WHAT YOU SHOULD DO: Quote all lines below exactly. Images stay out.

=== INFORMATION GIVEN ===

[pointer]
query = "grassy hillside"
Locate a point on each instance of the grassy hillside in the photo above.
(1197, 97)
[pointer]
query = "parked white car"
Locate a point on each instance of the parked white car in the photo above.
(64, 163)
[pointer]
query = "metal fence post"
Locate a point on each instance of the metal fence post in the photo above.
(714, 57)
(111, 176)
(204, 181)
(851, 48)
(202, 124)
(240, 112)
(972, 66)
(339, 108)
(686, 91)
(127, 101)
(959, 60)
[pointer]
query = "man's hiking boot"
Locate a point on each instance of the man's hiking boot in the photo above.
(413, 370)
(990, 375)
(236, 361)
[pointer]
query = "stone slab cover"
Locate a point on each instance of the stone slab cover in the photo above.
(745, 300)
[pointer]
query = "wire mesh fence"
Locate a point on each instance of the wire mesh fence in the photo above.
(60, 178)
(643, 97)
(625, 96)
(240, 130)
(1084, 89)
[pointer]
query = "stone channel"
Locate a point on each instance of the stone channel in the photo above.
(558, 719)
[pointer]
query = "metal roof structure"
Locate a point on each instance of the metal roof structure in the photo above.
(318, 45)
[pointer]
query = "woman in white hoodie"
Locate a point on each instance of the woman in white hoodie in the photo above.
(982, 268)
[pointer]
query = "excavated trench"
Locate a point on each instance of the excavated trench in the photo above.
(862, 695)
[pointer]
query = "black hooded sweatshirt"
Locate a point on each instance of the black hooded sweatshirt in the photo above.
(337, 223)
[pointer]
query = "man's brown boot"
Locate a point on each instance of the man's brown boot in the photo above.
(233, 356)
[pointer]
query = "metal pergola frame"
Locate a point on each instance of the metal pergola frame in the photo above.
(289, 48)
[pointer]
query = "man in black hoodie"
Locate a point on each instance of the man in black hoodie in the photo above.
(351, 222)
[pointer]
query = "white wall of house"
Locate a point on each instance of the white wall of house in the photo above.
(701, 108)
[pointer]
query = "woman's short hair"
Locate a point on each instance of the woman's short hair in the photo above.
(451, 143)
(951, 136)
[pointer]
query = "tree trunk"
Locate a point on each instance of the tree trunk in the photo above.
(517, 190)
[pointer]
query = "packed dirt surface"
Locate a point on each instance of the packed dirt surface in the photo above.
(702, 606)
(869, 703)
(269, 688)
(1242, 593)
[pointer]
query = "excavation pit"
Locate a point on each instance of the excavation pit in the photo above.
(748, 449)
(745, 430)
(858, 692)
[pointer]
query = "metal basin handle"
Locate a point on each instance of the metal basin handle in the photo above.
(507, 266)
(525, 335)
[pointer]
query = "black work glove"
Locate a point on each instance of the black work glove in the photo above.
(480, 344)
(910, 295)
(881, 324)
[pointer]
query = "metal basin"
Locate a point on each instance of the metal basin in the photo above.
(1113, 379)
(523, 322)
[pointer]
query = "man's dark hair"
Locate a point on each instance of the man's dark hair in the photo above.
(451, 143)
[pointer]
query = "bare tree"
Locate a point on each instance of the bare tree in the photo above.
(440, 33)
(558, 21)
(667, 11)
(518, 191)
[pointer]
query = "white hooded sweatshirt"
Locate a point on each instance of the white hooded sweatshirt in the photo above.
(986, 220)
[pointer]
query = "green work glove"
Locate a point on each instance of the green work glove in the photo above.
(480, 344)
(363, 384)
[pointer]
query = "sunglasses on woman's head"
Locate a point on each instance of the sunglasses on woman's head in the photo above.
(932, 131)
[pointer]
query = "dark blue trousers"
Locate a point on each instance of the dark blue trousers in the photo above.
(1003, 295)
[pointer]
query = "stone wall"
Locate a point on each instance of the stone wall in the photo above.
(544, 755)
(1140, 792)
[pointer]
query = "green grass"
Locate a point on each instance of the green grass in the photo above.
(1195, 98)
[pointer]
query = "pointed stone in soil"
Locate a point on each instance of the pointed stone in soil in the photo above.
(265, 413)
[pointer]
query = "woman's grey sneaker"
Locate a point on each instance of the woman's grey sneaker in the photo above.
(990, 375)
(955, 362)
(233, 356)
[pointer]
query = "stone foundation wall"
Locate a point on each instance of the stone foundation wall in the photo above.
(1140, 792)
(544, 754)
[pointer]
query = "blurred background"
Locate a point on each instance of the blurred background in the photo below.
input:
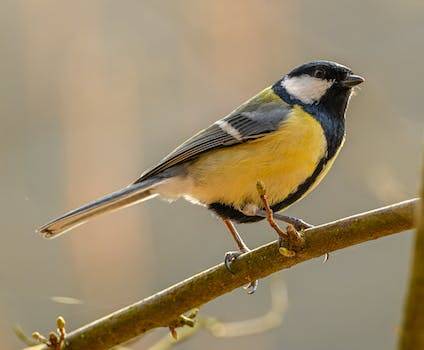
(92, 92)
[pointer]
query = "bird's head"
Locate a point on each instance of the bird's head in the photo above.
(324, 83)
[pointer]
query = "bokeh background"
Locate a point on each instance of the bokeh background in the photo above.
(92, 92)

===

FINISHED TASK:
[pointer]
query = "grassy hillside"
Locate a point on each instance of the grassy hillside in the photo above.
(1197, 97)
[pointer]
query = "parked white car"
Locate a point on each instance of the parked white car in the photo above.
(64, 163)
[pointer]
query = "metal fence post"
Locate a point on each instance of the metal fence post in the photo above.
(714, 57)
(111, 176)
(204, 181)
(851, 48)
(202, 124)
(240, 112)
(972, 66)
(339, 108)
(686, 91)
(127, 101)
(959, 60)
[pointer]
query = "man's hiking boot"
Locate a point on each instance of the man's hiking boot in the photo above.
(413, 370)
(990, 375)
(236, 361)
[pointer]
query = "stone slab cover"
Locate a point on each instance of the stone slab cover in the photo above.
(745, 300)
[pointer]
query = "wire mesh fence"
Locate a point on each instance of the wire mesh fence in the photo above.
(60, 178)
(643, 97)
(625, 96)
(240, 130)
(1084, 89)
[pointer]
query = "stone channel"
Locate a point on each instance of the stone channel in the photo above.
(558, 719)
[pointer]
query = "metal roof structure"
Locate a point on each instance of the metal roof structure in the photo above.
(318, 45)
[pointer]
query = "woman in white hoodie"
Locate a point on each instance of the woman in white hoodie in the photo above.
(982, 268)
[pointer]
query = "excavated trench"
Locate a point on each instance of the excavated trench in the photo above.
(862, 695)
[pointer]
query = "black hooded sweatshirt"
Locate a point on each instance of the black hooded sweatshirt in the photo above.
(337, 223)
[pointer]
query = "man's brown boot"
Locate a point on each instance of the man's brown boot in the photo above.
(233, 356)
[pointer]
query = "metal pergola frame"
Locate a point on each instance of the metal pergola frame in the photo above.
(289, 48)
[pointer]
query = "man in black hoodie"
Locate a point on each instance of the man in black hoodie in the photo above.
(351, 222)
[pointer]
query = "white wall of house"
Locate a point on each instance of the white wall of house in the photo above.
(701, 108)
[pointer]
query = "woman's short hair"
Locate a point on each instance of the woman's short hair in the photo above.
(451, 143)
(951, 136)
[pointer]
query = "tree trunk"
Locate a point on each instance of the tree trunk in the photo above.
(517, 190)
[pointer]
query = "packed dirt surface"
Locate a point on each instance of the packed dirt surface in the photo above.
(702, 606)
(869, 703)
(269, 688)
(1242, 593)
[pointer]
query = "excavation pit"
Locate a point on each instance of the excavation pit in the photo above.
(748, 449)
(745, 430)
(858, 692)
[pointer]
query = "metal basin handle"
Locate a point on each instance of the metal basin handle in the photo above.
(507, 266)
(525, 335)
[pointer]
query = "black work glove"
Locate a point on each instance of the black work glove in the photo above.
(480, 344)
(910, 295)
(881, 324)
[pointer]
query = "metal basin"
Locate a point on each instance of the metal basin in the photo above.
(1113, 379)
(523, 322)
[pointer]
query = "man's dark hair"
Locate a point on each instance of the man's dark hair in the photo above.
(451, 143)
[pointer]
query = "bare tree"
Locate a point on each instance of the bare tree in the photo above.
(440, 33)
(558, 21)
(667, 11)
(518, 191)
[pointer]
query = "white hooded sweatshirt"
Locate a point on each instance of the white hooded sweatshirt in the photo above.
(986, 220)
[pointer]
query = "green work glove"
Locate a point on each instance of the green work glove in the photo above.
(480, 344)
(363, 384)
[pointer]
query = "sunglasses on woman's head"
Locate a point on each instance of the sunglasses on woman's head in the photo above.
(932, 131)
[pointer]
query = "dark blue trousers"
Locate a point on each instance of the dark blue trousers in the photo above.
(1003, 295)
[pointer]
query = "stone wall"
Locate a point on each instance of the stone wall in the photo above.
(544, 755)
(1140, 792)
[pointer]
query = "green grass"
Locate a point on each instance of the green grass in the photo above.
(1195, 98)
[pointer]
query = "pointed stone in soil"
Locate a point on each instance of the pointed stone in soil in the photo above.
(265, 413)
[pointer]
query = "woman's grey sneaker"
Locate a point on each instance of the woman's grey sneaker in the photo above.
(990, 375)
(955, 362)
(233, 356)
[pointer]
query = "stone foundation wall"
Locate a point on each instance of the stone foundation wall in the photo above.
(1140, 792)
(544, 754)
[pointer]
query = "blurred background"
Locate a point on each instance of the blurred background in the photo below.
input:
(92, 92)
[pointer]
query = "bird's head"
Locate a point on each instance of the bird's head in the photo above.
(324, 83)
[pointer]
query = "bokeh background"
Locate a point on each instance of the bokeh background in the photo above.
(92, 92)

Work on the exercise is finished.